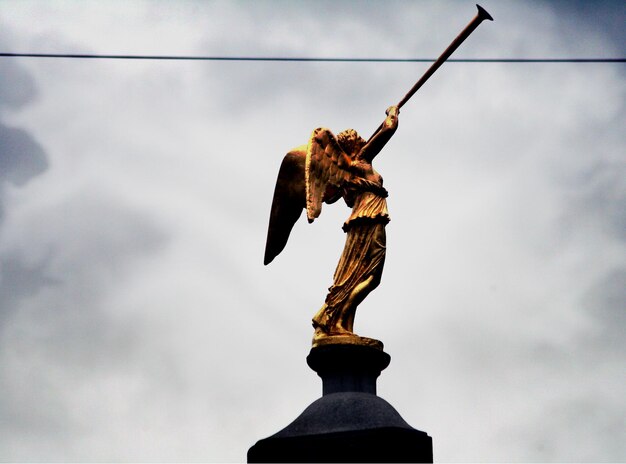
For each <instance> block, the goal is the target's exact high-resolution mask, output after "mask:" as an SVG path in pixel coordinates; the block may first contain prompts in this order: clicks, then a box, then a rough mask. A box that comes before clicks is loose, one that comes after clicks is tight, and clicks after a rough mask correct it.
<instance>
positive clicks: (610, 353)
mask: <svg viewBox="0 0 626 464" xmlns="http://www.w3.org/2000/svg"><path fill="white" fill-rule="evenodd" d="M583 305H584V307H585V308H586V309H587V311H588V313H589V314H590V315H591V316H592V317H593V318H594V320H596V321H597V322H598V323H599V325H598V327H597V329H596V330H595V332H594V334H593V336H592V337H588V338H589V342H588V344H589V345H590V346H589V348H590V349H596V350H597V349H600V351H602V352H605V353H606V352H608V353H609V354H611V353H614V354H617V355H621V356H623V355H624V351H625V350H626V337H624V334H625V333H626V310H625V308H626V268H618V269H615V270H614V271H613V272H611V273H609V274H608V275H606V276H604V277H603V278H602V279H601V280H600V281H599V282H597V283H596V284H595V285H594V286H593V287H592V288H591V289H589V291H588V292H587V294H586V295H585V298H584V300H583Z"/></svg>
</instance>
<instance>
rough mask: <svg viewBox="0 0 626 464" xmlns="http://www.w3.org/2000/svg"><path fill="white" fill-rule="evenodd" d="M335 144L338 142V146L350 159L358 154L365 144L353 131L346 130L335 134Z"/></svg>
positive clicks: (348, 129)
mask: <svg viewBox="0 0 626 464" xmlns="http://www.w3.org/2000/svg"><path fill="white" fill-rule="evenodd" d="M337 142H339V146H340V147H341V148H342V149H343V151H345V152H346V154H348V155H350V156H351V157H352V158H354V157H355V156H356V155H358V154H359V152H360V151H361V148H363V147H364V146H365V143H366V142H365V140H363V138H362V137H361V136H360V135H359V134H358V133H357V132H356V131H355V130H354V129H346V130H345V131H343V132H340V133H339V134H337Z"/></svg>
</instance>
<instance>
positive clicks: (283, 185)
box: [263, 145, 307, 265]
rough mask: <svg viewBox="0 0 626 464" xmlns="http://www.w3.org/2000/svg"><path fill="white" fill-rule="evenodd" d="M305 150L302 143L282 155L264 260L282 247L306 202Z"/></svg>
mask: <svg viewBox="0 0 626 464" xmlns="http://www.w3.org/2000/svg"><path fill="white" fill-rule="evenodd" d="M306 153H307V150H306V146H305V145H303V146H301V147H298V148H295V149H293V150H291V151H290V152H289V153H287V154H286V155H285V157H284V158H283V162H282V164H281V165H280V170H279V171H278V179H276V187H275V188H274V199H273V200H272V211H271V213H270V224H269V227H268V229H267V241H266V243H265V258H264V260H263V264H266V265H267V264H269V263H271V262H272V260H273V259H274V258H275V257H276V256H278V254H279V253H280V252H281V251H283V249H284V248H285V245H286V244H287V240H288V239H289V234H290V233H291V229H293V226H294V224H295V223H296V221H297V220H298V218H299V217H300V215H301V214H302V210H303V209H304V207H305V206H306V188H305V186H304V166H305V162H306Z"/></svg>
────────────────────────────────────────
Render each line of the listing above as one string in a JSON list, skipping blank lines and leaving out the pictures.

> Expected answer
[
  "For each <instance> block, the goal is the target's exact high-resolution mask, output after \"mask:\" as an SVG path in pixel coordinates; the block may first contain prompts in this order: clicks, then a box, then a rough mask. A box that comes before clicks is loose, one that comes after clicks is tight, and clicks after a rough mask correct it.",
  "<instance>",
  "positive clicks: (610, 353)",
  "mask: <svg viewBox=\"0 0 626 464\" xmlns=\"http://www.w3.org/2000/svg\"><path fill=\"white\" fill-rule=\"evenodd\" d=\"M583 305H584V307H585V308H586V309H587V311H588V313H589V314H590V315H591V316H592V317H593V318H594V320H596V321H597V322H598V323H599V325H598V327H597V329H596V330H595V332H594V334H593V336H592V337H588V338H589V342H588V344H589V345H590V346H589V348H590V349H596V350H597V349H600V351H602V352H605V353H606V352H608V353H609V354H611V353H614V354H617V355H621V356H623V355H624V351H625V350H626V337H624V334H625V333H626V310H625V308H626V268H618V269H615V270H614V271H613V272H611V273H609V274H608V275H606V276H604V277H603V278H602V279H601V280H600V281H599V282H597V283H596V284H595V285H594V286H593V287H592V288H591V289H589V291H588V292H587V294H586V295H585V298H584V300H583Z\"/></svg>",
  "</instance>",
  "<instance>",
  "rough mask: <svg viewBox=\"0 0 626 464\" xmlns=\"http://www.w3.org/2000/svg\"><path fill=\"white\" fill-rule=\"evenodd\" d=\"M335 144L338 142V146L350 159L358 154L365 144L353 131L346 130L335 134Z\"/></svg>",
  "positive clicks: (348, 129)",
  "mask: <svg viewBox=\"0 0 626 464\" xmlns=\"http://www.w3.org/2000/svg\"><path fill=\"white\" fill-rule=\"evenodd\" d=\"M337 142H339V146H340V147H341V148H342V149H343V151H345V152H346V154H348V155H350V156H351V157H352V158H354V157H355V156H356V155H358V154H359V152H360V151H361V148H363V147H364V146H365V143H366V142H365V140H363V138H362V137H361V136H360V135H359V134H358V133H357V132H356V131H355V130H354V129H346V130H345V131H343V132H340V133H339V134H337Z\"/></svg>",
  "</instance>",
  "<instance>",
  "positive clicks: (283, 185)",
  "box: [263, 145, 307, 265]",
  "rough mask: <svg viewBox=\"0 0 626 464\" xmlns=\"http://www.w3.org/2000/svg\"><path fill=\"white\" fill-rule=\"evenodd\" d=\"M305 150L302 143L282 155L264 260L282 247L306 202Z\"/></svg>",
  "mask: <svg viewBox=\"0 0 626 464\" xmlns=\"http://www.w3.org/2000/svg\"><path fill=\"white\" fill-rule=\"evenodd\" d=\"M306 153H307V150H306V146H305V145H303V146H301V147H298V148H295V149H293V150H291V151H290V152H289V153H287V154H286V155H285V157H284V158H283V162H282V164H281V165H280V170H279V171H278V179H276V187H275V188H274V199H273V200H272V211H271V213H270V224H269V227H268V229H267V241H266V243H265V258H264V260H263V264H266V265H267V264H269V263H271V262H272V260H273V259H274V258H275V257H276V256H278V254H279V253H280V252H281V251H283V249H284V248H285V245H286V244H287V240H288V239H289V234H290V233H291V229H293V226H294V224H295V223H296V221H297V220H298V218H299V217H300V215H301V214H302V210H303V209H304V207H305V206H306V188H305V186H304V166H305V162H306Z\"/></svg>"
]